_Exercício breve_: Transcreva, por favor, na íntegra e sem qualquer alteração, o texto sobre o filme “Família Instantânea” que vem a seguir.

_Texto extraído_:

++++++++

Sean Anders já anda na comédia há uns anos. É possível que não tenha decorado o seu nome, mas realizou filmes como “Pai Infernal” e “Chefes Intragáveis 2” e tem assinado, juntamente com John Morris, argumentos para comédias como “Doidos à Solta, De Novo”, “Trip de Família”, “Ela é Demais Para Mim!” ou “Jacuzzi – O Desastre do Tempo”. Muita comédia, algumas delas em volta do seio familiar. “Família Instantânea” é o seu mais recente filme, que realiza e escreve (com o seu parceiro de sempre, John Morris).

Como se percebe imediatamente na entrevista com o realizador, “Família Instantânea” é inspirado na sua própria experiência: como pai que passou pelo processo de família de acolhimento e adoção. Adotou uma família inteira: três crianças, todos irmãos. Muitas das situações-chave do filme nascem de acasos, acasos esse que, explica-nos Sean, são inspirados nas suas experiências. Talvez por isso, nada em “Família Instantânea” soe “acaso”, é uma comédia disfarçada de drama, ou um drama disfarçado de comédia, que rotina o espectador para todo o processo moroso da adoção enquanto o vacina com gargalhadas.

++++++++

_Dados fornecidos_:

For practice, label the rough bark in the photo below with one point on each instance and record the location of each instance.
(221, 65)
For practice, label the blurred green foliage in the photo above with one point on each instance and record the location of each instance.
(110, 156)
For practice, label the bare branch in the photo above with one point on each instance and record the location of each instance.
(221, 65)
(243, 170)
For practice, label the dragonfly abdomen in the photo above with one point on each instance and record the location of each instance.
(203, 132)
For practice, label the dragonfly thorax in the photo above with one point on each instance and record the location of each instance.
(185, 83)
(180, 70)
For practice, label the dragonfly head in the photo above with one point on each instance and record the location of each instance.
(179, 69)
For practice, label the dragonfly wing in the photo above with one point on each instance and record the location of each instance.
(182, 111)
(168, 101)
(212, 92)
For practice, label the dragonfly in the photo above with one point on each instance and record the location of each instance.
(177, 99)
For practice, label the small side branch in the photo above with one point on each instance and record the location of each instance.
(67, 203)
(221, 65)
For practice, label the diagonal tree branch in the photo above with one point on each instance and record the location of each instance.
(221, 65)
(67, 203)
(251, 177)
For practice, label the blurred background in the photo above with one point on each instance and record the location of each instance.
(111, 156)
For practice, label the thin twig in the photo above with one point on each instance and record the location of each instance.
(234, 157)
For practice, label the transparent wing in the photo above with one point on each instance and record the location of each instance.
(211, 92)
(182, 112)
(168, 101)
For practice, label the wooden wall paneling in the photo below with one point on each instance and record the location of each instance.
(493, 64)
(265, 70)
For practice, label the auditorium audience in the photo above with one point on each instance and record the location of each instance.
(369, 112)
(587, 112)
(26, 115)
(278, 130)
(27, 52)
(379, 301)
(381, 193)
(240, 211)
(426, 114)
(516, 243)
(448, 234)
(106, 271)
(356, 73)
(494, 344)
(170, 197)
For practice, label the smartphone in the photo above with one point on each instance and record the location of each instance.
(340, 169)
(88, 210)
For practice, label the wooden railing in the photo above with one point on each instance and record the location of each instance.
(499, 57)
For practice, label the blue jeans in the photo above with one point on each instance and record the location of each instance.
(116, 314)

++++++++

_Resposta à tarefa_:
Sean Anders já anda na comédia há uns anos. É possível que não tenha decorado o seu nome, mas realizou filmes como “Pai Infernal” e “Chefes Intragáveis 2” e tem assinado, juntamente com John Morris, argumentos para comédias como “Doidos à Solta, De Novo”, “Trip de Família”, “Ela é Demais Para Mim!” ou “Jacuzzi – O Desastre do Tempo”. Muita comédia, algumas delas em volta do seio familiar. “Família Instantânea” é o seu mais recente filme, que realiza e escreve (com o seu parceiro de sempre, John Morris).

Como se percebe imediatamente na entrevista com o realizador, “Família Instantânea” é inspirado na sua própria experiência: como pai que passou pelo processo de família de acolhimento e adoção. Adotou uma família inteira: três crianças, todos irmãos. Muitas das situações-chave do filme nascem de acasos, acasos esse que, explica-nos Sean, são inspirados nas suas experiências. Talvez por isso, nada em “Família Instantânea” soe “acaso”, é uma comédia disfarçada de drama, ou um drama disfarçado de comédia, que rotina o espectador para todo o processo moroso da adoção enquanto o vacina com gargalhadas.